START The data

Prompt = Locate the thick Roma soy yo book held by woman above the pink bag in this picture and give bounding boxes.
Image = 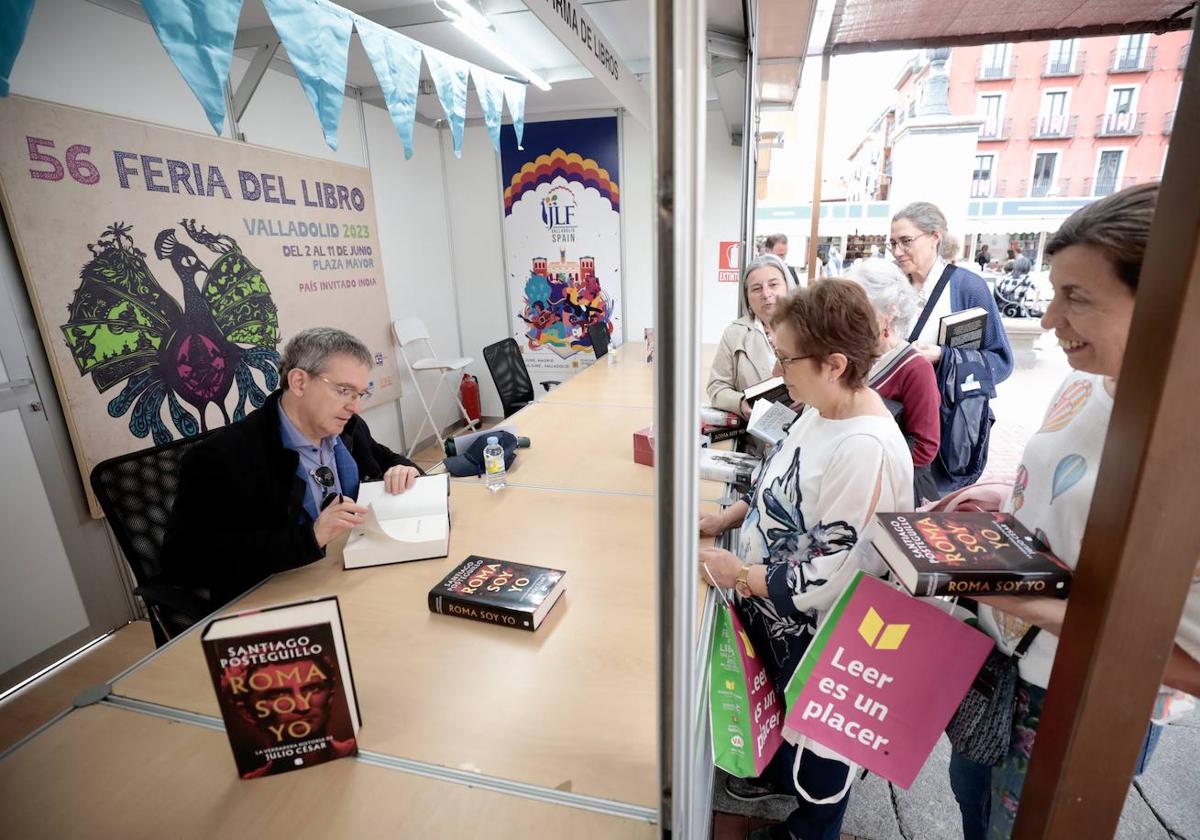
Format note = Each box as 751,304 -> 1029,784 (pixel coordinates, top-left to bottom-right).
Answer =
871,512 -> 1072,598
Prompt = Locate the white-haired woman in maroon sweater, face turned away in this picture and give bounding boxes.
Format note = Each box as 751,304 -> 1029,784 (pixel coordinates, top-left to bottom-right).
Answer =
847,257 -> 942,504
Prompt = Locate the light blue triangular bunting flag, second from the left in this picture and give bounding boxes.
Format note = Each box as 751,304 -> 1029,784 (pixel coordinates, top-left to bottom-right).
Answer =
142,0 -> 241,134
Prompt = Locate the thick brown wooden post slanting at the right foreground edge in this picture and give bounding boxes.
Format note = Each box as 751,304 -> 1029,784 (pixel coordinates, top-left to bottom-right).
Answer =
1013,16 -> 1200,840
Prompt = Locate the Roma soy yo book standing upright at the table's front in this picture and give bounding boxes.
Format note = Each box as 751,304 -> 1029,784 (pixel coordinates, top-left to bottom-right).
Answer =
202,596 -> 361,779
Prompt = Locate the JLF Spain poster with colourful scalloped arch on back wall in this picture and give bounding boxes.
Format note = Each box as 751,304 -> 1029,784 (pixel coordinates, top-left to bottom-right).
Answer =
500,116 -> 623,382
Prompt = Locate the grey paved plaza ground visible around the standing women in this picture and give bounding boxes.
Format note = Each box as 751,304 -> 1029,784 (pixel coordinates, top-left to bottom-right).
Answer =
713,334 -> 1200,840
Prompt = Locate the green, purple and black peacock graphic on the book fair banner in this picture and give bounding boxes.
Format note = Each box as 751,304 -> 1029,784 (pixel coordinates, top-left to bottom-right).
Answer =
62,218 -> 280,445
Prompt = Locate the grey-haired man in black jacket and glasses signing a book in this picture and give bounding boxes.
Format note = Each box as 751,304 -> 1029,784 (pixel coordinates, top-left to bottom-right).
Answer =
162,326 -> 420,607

END The data

Exercise prompt:
Going down the listing above, begin printing at the line with "Prompt = Locate the grey paved" and finish with the line with "Prompt = Locate the grey-haired", exactly as they appear.

Your response:
Prompt = Locate the grey paved plaza ground visible around the standing women in this picture and give bounding boxes.
Format note = Each box as 751,304 -> 1029,784 (pixel coordinates, top-left to bottom-right).
Answer =
713,334 -> 1200,840
Prompt = Locate the green, purple and black peacock graphic on the book fair banner in this picture and give bounding boxes.
Format note = Each box as 751,304 -> 1029,784 (pixel coordinates, top-left to bottom-right).
Answer =
62,218 -> 280,445
Prompt = Locate the grey-haired man in black jacket and glasses signing a book in this picture and give bounding boxes.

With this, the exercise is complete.